--- Start of DOCUMENT SEGMENT ---
Byfleet is an inland island village forming a suburb of Woking in Surrey, England. It is in the east of the borough between the Wey navigation canal and the River Wey, and is within the M25 motorway.

Byfleet is close to the A3 and M25, and is located next to the former Brooklands motor circuit and aerodrome and the foot of the St George's Hill estate, just to the south of Weybridge, to the west of Cobham and to the east of West Byfleet. The village is served by the Byfleet and New Haw railway station.

July 2012 marked an historic moment in Byfleet's history, becoming a host of the men's and women's cycling road races for the 2012 Summer Olympics Games.
--- End of DOCUMENT SEGMENT ---
--- Start of SOURCE EXCERPT ---
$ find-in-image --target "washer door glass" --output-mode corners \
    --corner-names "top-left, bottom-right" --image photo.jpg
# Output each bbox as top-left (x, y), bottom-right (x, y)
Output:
--- End of SOURCE EXCERPT ---
--- TO DO ---
(a) Extract the part of the Byfleet text between "Byfleet is an" and "Haw railway station.", inclusive.
(b) Continue the text about Byfleet from the point where it stops.

--- ANSWER LIST ---
(a)
Byfleet is an inland island village forming a suburb of Woking in Surrey, England. It is in the east of the borough between the Wey navigation canal and the River Wey, and is within the M25 motorway.

Byfleet is close to the A3 and M25, and is located next to the former Brooklands motor circuit and aerodrome and the foot of the St George's Hill estate, just to the south of Weybridge, to the west of Cobham and to the east of West Byfleet. The village is served by the Byfleet and New Haw railway station.

(b)
History[edit]

Church of St Mary the Virgin

The village lies within the Godley hundred, a Saxon administrative division. Byfleet appears in Domesday Book as Byeflete. It was held by Uluuin (Wulfwin) from Chertsey Abbey. Its domesday assets were: 2½ hides; 1 church, 1 mill worth 5s, 1½ fisheries worth 325 eels, 6 acres (24,000 m2) of meadow, woodland worth 10 hogs. It rendered £4.[2]

The historic St Mary's Church dates back to at least the 14th century, as does Byfleet Manor

In 1895, 20 year old Hampshire-born Walter George Tarrant started a new carpentry business, W G Tarrant Ltd, in Byfleet and later expanded into housebuilding. The company built extensively in Pyrford and West Byfleet in the early 1900s.

In 1898, the village gained an impressive new village hall and club thanks to the generosity of wealthy benefactor Frederick C Stoop who lived at West Hall (between Byfleet and West Byfleet).

By 1911 the Tarrant Works covered over five acres and included workshops for joinery, wrought iron and leaded lights, a stonemason’s yard and a timber mill with drying sheds. The firm also owned nurseries and brickfields elsewhere and was Byfleet's largest employer for many years.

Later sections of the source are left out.